* Exercise aim *
Revise everything from the line containing "If you could put a dot on the nose" down to the end of the items, changing "most grateful" to "deeply grateful" and leaving all else as it is.

Items from a dataset
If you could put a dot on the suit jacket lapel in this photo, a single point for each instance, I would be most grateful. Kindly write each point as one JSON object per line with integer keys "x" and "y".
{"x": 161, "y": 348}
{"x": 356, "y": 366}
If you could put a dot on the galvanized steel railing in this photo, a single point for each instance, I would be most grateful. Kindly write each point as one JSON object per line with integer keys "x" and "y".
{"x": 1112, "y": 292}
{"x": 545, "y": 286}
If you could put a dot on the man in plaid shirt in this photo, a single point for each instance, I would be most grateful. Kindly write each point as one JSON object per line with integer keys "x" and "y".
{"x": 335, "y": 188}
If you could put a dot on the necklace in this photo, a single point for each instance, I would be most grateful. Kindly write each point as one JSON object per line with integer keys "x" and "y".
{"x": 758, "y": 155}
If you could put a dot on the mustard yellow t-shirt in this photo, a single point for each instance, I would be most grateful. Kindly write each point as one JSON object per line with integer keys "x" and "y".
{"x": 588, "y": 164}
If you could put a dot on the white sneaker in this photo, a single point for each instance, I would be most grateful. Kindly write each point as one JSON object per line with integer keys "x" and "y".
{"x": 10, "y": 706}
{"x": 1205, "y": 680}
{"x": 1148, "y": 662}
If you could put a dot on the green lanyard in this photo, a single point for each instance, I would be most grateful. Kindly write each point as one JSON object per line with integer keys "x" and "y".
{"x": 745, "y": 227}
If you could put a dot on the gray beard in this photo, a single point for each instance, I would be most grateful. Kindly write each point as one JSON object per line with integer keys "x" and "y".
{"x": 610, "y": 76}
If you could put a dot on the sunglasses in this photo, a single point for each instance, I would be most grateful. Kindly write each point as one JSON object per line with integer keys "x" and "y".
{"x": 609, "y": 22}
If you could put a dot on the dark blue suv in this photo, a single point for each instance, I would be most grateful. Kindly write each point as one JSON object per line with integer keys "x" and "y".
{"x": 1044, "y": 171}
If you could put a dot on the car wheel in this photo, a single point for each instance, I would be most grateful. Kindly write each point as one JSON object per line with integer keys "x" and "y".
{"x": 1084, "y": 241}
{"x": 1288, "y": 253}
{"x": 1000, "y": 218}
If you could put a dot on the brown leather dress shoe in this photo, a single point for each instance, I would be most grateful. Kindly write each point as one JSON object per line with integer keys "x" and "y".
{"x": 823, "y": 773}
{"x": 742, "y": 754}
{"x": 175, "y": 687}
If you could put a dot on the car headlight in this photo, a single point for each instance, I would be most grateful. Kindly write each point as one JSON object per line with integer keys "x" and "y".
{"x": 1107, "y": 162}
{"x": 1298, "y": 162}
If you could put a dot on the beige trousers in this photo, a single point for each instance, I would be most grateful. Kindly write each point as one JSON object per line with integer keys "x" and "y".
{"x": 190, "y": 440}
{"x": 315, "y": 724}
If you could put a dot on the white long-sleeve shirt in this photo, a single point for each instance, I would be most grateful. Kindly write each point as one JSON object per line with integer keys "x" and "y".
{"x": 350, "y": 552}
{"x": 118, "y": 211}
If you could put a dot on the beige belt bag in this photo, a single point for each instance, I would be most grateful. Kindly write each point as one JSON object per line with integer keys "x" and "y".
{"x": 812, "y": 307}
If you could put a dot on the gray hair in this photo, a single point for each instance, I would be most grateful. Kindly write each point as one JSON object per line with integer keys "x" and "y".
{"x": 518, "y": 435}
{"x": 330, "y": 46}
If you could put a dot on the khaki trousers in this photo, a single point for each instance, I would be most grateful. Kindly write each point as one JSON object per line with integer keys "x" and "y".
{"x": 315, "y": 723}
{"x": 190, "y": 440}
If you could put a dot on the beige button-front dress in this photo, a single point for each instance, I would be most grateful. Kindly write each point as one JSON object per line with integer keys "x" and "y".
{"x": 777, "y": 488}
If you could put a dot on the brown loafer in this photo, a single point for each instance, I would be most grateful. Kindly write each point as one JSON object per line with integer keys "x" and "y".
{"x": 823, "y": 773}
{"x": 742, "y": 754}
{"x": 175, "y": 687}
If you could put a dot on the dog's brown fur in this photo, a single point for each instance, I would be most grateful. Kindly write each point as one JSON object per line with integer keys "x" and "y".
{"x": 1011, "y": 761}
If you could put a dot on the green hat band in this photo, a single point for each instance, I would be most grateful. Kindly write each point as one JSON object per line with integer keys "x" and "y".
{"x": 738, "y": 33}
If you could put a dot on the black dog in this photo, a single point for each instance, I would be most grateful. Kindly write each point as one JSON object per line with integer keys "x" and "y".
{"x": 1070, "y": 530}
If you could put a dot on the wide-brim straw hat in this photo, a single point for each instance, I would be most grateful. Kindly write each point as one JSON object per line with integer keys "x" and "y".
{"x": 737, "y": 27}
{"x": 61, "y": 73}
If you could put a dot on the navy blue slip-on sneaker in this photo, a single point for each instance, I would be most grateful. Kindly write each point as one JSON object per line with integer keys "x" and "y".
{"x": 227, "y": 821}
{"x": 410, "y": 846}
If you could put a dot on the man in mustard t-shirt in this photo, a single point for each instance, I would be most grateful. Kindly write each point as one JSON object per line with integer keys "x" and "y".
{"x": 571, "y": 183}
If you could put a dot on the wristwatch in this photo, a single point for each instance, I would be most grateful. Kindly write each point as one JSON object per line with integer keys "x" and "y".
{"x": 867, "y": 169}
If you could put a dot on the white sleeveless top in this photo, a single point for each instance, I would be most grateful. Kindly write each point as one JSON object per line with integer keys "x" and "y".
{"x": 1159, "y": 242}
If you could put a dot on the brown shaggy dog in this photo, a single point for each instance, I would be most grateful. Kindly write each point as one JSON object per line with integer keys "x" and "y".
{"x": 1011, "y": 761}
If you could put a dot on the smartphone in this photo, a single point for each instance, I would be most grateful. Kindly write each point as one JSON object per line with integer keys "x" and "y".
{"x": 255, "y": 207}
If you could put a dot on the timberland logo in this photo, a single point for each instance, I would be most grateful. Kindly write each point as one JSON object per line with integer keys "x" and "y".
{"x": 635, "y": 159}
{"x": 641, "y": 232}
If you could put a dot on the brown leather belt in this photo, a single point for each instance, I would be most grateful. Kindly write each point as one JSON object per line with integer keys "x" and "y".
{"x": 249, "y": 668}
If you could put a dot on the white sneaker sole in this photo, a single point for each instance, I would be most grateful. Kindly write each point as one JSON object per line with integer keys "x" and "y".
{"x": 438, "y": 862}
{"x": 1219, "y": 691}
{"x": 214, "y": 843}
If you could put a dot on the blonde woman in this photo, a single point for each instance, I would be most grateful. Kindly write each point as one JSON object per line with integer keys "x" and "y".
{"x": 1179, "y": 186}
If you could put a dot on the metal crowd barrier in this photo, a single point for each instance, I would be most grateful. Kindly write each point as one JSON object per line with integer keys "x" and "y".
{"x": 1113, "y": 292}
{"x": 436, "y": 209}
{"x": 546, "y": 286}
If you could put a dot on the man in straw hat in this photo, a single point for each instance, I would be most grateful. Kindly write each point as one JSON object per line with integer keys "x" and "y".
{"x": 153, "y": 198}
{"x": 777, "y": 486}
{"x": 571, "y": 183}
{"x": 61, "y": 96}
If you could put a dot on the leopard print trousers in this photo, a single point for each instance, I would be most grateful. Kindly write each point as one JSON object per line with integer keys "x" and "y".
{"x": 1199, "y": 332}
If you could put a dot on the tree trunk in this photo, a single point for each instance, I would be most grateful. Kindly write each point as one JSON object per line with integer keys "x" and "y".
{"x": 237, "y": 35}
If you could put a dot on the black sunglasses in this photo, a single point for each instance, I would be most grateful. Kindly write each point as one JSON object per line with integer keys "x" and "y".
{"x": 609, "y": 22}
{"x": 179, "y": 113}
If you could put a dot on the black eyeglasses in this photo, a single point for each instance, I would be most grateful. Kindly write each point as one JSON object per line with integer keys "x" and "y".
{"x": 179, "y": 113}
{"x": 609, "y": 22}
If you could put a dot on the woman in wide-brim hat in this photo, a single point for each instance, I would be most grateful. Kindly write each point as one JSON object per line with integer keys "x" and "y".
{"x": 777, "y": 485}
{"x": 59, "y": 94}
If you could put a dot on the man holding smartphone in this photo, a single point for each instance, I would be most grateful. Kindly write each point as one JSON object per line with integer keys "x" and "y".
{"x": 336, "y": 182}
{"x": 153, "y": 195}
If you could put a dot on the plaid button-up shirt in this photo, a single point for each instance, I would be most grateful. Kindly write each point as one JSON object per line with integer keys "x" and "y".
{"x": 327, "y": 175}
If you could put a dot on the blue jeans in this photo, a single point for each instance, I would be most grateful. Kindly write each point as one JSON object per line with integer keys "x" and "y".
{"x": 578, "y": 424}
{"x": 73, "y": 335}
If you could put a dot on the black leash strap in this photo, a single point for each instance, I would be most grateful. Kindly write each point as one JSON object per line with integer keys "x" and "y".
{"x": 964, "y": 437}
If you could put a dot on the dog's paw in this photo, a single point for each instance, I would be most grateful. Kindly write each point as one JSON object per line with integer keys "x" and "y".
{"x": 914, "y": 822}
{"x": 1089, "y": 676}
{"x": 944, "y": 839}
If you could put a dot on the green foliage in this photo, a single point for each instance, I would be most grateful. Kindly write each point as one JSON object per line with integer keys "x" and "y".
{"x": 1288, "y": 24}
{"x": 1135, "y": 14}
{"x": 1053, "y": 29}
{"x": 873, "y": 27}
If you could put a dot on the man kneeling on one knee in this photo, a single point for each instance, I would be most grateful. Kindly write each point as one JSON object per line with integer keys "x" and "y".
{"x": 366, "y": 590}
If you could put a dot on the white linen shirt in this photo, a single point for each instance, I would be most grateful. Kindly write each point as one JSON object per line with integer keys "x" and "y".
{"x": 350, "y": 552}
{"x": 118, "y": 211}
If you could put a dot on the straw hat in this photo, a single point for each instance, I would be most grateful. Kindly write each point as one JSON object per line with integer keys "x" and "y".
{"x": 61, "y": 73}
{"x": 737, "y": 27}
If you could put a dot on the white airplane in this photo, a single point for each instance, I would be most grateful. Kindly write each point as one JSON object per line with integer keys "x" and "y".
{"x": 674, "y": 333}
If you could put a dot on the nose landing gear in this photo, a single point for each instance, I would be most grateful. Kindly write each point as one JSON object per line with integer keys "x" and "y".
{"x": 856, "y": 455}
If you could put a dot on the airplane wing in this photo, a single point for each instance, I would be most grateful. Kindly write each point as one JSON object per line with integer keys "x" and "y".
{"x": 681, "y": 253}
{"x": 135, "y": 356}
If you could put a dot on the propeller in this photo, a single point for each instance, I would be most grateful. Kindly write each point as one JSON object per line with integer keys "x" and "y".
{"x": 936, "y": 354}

* Solution *
If you could put a dot on the nose landing gear in this photo, a single point for each instance, I would be deeply grateful. Kindly write each point as one JSON object per line with integer keys "x" and "y".
{"x": 856, "y": 455}
If you could put a dot on the airplane wing in this photo, a single point for each instance, I would be deeply grateful. Kindly write each point as one JSON object per line with integer keys "x" and "y".
{"x": 681, "y": 253}
{"x": 135, "y": 356}
If you could put a dot on the propeller in this photo, a single point for each instance, I would be deeply grateful. Kindly write each point as one JSON object per line with integer keys "x" and "y".
{"x": 936, "y": 354}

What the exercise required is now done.